---------- Exercise text ----------

That's not necessarily true - we don't need to look too far from our own culture to see intentional downplaying of attractiveness (modesty, "evil eye", etc)

I was gonna write more on this topic but then decided to just go and check what the anthropologists report the Mursi themselves say concerning lip plates:

Even after reading, it's still not quite clear.

My interpretation of this is that it's less about sheer beauty and more a way of being what in our culture we'd call "put together". A woman who does not wear her plate during the ritual periods when being put together is necessary is perceived as what we'd call "sloppy", and it would be associated with a lack of discipline in other areas of life. (It's also a tribal identity marker and a way to make money from tourists, of course)

The plate definitely maps onto something which is present in our own psychology, but I'm not at all convinced that it's attractiveness. I think you're right that it doesn't actively ruin attractiveness, which does indicate malleability.

(By the way, historically the anthropologists first thought it was an anti-rape measure (but the Mursi denied it), and then they thought it was a beauty mark which determined higher dowry (until it was discovered that dowry was set at birth). That second misconception is probably why it circulates on the internet as an example of divergent beauty standards. That's not to say that it isn't divergent beauty standards, but it's not just that.)


Day-to-day experience and observation can give you evidence that attraction isn't very malleable in adults. Do your experience and observation tell you anything about whether, e.g., who you end up being attracted to depends strongly on the people you see around you before age 5?



Is Kindness Physically Attractive?

The tl;dr version: The halo effect of beauty also works in reverse: if you start liking a person, they'll start to appear more physically attractive, as well.

---------- Given data ----------

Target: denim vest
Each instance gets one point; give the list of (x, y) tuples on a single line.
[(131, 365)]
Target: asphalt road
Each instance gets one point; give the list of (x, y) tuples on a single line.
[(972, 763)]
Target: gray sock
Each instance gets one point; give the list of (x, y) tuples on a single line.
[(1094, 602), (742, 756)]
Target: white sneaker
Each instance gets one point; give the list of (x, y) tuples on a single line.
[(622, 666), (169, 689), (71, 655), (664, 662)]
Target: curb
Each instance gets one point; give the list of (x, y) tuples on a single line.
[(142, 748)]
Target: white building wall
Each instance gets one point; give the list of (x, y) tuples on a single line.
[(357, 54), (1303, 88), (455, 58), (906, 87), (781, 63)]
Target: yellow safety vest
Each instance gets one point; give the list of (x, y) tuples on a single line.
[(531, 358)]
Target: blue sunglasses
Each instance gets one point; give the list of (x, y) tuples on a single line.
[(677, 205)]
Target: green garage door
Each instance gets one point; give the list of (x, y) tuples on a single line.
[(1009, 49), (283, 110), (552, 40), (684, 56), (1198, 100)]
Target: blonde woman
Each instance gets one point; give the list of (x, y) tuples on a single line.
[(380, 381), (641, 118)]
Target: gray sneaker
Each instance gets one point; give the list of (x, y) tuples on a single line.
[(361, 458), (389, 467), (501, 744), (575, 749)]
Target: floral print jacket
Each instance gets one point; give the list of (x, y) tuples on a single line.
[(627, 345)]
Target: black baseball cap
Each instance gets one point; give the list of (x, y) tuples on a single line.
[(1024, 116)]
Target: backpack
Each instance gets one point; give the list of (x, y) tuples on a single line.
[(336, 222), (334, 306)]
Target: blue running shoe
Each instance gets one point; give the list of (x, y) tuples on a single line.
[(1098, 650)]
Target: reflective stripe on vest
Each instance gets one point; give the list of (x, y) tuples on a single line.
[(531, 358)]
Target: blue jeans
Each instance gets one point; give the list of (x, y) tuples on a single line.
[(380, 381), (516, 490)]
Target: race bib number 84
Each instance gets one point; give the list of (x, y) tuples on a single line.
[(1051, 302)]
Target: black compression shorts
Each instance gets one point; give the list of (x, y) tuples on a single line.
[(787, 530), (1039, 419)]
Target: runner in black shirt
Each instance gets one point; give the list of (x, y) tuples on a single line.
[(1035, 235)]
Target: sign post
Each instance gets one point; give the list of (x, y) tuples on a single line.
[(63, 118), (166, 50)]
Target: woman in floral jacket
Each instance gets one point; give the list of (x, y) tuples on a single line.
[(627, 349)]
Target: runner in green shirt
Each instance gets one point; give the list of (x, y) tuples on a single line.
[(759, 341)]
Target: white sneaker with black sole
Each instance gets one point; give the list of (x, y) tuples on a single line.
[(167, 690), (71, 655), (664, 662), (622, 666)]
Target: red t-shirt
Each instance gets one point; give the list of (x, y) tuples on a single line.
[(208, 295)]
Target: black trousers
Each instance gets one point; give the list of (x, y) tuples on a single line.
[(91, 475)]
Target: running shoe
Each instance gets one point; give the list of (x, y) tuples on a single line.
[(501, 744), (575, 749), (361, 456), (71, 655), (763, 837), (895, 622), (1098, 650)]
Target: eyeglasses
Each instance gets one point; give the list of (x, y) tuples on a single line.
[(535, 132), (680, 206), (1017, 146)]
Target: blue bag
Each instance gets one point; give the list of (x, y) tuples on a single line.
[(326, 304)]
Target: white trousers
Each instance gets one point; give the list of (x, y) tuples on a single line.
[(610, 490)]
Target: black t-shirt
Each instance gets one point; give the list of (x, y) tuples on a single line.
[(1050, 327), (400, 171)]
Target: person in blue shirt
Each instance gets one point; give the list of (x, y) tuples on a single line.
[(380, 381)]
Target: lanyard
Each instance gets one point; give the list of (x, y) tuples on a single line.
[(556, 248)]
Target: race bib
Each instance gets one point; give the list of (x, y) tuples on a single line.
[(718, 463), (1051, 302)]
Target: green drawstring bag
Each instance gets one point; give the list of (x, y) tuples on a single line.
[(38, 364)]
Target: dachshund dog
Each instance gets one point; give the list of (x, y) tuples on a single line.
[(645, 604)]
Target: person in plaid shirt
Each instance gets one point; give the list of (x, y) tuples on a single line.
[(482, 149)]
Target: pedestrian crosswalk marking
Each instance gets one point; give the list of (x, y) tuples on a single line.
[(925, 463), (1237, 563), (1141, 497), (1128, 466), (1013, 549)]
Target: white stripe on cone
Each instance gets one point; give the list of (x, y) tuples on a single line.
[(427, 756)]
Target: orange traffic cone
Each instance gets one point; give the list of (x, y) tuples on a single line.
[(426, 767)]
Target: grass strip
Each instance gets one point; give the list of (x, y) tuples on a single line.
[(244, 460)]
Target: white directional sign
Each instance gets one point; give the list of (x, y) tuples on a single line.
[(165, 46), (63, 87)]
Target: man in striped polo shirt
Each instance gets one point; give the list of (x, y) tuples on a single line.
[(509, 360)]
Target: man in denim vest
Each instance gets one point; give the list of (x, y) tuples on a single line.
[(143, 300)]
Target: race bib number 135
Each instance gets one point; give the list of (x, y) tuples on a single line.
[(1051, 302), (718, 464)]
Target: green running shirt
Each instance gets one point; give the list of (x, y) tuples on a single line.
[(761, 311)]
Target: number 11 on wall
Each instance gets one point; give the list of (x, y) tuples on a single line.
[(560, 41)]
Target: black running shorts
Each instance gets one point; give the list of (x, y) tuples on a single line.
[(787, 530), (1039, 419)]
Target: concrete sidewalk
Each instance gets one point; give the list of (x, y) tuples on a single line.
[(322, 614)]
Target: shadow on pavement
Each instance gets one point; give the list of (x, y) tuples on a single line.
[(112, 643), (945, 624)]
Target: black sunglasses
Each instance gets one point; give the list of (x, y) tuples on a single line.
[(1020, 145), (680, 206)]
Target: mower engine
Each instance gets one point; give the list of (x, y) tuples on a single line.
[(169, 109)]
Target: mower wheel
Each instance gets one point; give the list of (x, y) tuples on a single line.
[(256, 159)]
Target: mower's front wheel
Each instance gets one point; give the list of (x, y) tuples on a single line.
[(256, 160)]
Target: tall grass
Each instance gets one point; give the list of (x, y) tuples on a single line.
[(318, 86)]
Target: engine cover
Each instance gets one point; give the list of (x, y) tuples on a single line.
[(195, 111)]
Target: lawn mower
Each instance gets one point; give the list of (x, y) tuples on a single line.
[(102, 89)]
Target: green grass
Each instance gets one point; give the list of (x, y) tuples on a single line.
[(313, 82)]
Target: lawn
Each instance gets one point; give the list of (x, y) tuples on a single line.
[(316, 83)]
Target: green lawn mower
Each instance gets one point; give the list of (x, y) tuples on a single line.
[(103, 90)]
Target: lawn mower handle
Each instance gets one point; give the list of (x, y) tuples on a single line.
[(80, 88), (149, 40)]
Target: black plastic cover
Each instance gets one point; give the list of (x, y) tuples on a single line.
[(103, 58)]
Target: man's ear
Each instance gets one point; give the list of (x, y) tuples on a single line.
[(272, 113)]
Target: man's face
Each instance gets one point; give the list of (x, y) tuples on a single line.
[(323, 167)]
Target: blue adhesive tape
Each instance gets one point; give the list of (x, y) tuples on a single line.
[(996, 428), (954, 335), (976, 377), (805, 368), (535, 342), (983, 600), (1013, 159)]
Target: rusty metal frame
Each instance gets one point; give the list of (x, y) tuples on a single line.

----------

Work instructions: Can you copy the forum thread word for word, starting at "Even after reading, it's" and ending at "does indicate malleability."? Set the entries aside; the forum thread is the only source to draw on.

Response to this exercise:
Even after reading, it's still not quite clear.

My interpretation of this is that it's less about sheer beauty and more a way of being what in our culture we'd call "put together". A woman who does not wear her plate during the ritual periods when being put together is necessary is perceived as what we'd call "sloppy", and it would be associated with a lack of discipline in other areas of life. (It's also a tribal identity marker and a way to make money from tourists, of course)

The plate definitely maps onto something which is present in our own psychology, but I'm not at all convinced that it's attractiveness. I think you're right that it doesn't actively ruin attractiveness, which does indicate malleability.